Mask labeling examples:

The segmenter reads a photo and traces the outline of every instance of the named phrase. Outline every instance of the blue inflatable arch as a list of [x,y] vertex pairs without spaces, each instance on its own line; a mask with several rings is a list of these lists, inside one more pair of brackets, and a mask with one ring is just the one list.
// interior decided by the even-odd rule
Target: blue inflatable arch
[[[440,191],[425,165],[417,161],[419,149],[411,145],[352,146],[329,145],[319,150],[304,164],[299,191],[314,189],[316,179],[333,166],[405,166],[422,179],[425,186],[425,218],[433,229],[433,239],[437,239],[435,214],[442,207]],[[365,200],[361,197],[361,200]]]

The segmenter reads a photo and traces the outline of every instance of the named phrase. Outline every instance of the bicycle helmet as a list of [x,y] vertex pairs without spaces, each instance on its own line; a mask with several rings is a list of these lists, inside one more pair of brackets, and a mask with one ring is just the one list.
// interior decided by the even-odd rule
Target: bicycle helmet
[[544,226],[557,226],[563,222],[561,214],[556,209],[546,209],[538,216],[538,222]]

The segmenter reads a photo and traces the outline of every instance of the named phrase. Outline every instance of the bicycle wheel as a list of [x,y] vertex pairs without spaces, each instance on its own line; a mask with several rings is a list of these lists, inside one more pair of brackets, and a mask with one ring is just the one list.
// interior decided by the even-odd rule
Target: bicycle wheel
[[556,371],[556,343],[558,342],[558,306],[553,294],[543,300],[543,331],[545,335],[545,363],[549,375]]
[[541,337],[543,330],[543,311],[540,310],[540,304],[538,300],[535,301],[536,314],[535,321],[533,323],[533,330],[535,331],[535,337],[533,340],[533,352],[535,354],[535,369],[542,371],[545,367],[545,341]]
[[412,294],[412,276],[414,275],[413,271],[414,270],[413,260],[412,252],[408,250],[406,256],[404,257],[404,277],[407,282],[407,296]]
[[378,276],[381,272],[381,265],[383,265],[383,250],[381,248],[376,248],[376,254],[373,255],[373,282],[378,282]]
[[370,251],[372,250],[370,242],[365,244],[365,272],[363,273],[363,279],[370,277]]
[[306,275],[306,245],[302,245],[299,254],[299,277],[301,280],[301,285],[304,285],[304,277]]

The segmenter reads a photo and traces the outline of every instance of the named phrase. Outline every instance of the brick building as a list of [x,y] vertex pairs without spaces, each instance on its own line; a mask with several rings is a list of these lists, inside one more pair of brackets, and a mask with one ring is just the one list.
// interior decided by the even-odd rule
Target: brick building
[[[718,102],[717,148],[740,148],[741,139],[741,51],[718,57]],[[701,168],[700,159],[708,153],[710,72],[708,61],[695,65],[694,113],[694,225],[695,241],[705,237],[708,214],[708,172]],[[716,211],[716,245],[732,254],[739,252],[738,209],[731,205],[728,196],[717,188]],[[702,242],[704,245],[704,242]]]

To be done ▸ Put all of the records above into a two-column CSV with the header row request,outline and one row per record. Place each record's text and its answer in a single quoted field, with line breaks turned into spaces.

Reply to the exercise ▸
request,outline
"The segmenter reads a photo and traces the outline of every instance of the named phrase. Outline every instance of the blue inflatable arch as a list of [x,y] vertex pairs without spaces, each instance on its own line; a mask with several rings is a list of these lists, inside one more pair of brackets, and a mask with one ring is just the one list. // interior decided by the even-odd rule Target: blue inflatable arch","[[[440,191],[425,165],[417,161],[419,149],[411,145],[352,146],[329,145],[319,150],[304,164],[299,191],[314,189],[316,179],[333,166],[405,166],[422,179],[425,186],[425,218],[433,229],[433,239],[437,239],[435,214],[442,207]],[[365,200],[361,197],[361,200]]]"
"The segmenter reads a photo and traces the outline of every instance of the named phrase. Outline every instance of the bicycle helmet as a list of [x,y] vertex pairs without spaces, each instance on its own line; a mask with several rings is a list of these lists, inside one more pair of brackets, and a mask with one ring is just the one list. // interior decided by the even-odd rule Target: bicycle helmet","[[544,226],[557,226],[563,222],[561,214],[556,209],[546,209],[538,216],[538,222]]"
"The segmenter reads a photo and traces the outline of every instance of the named phrase. Outline every instance of the bicycle wheel as a list of [x,y] vertex pairs without spaces, each instance on its own line; a mask with several rings is a list of these lists, inside one more pair of brackets, and a mask with one ring is just the one list. // interior decided by the even-odd rule Target: bicycle wheel","[[556,371],[556,343],[558,342],[558,306],[553,294],[543,300],[543,331],[545,335],[545,363],[549,375]] [[541,337],[543,330],[543,311],[540,310],[540,304],[538,300],[535,301],[536,314],[535,321],[533,323],[533,330],[535,331],[535,337],[533,340],[533,352],[535,354],[535,369],[542,371],[545,367],[545,341]] [[412,294],[412,276],[414,275],[413,271],[414,270],[413,260],[412,252],[408,250],[406,256],[404,257],[404,277],[407,282],[407,296]] [[378,276],[381,272],[381,265],[383,265],[383,250],[381,248],[376,248],[376,254],[373,255],[373,282],[378,282]] [[370,251],[372,250],[370,242],[365,244],[365,272],[363,273],[363,279],[370,277]] [[306,275],[306,245],[302,245],[299,254],[299,277],[301,280],[301,285],[304,285],[304,277]]"
"The segmenter reads a photo and traces the outline of every instance of the named phrase. Outline every instance of the brick building as a list of [x,y] vertex pairs without spaces, each instance on its own line; a mask with several rings is a list of these lists, inside one more pair of brackets, and a mask with one ring is just the one list. // interior decided by the even-odd rule Target: brick building","[[[718,102],[717,148],[740,148],[741,139],[741,51],[718,57]],[[701,168],[700,159],[708,153],[710,72],[708,61],[695,65],[694,113],[694,225],[695,241],[705,237],[708,214],[708,172]],[[716,211],[716,245],[732,254],[739,252],[738,209],[731,205],[728,196],[717,188]],[[702,242],[704,245],[704,242]]]"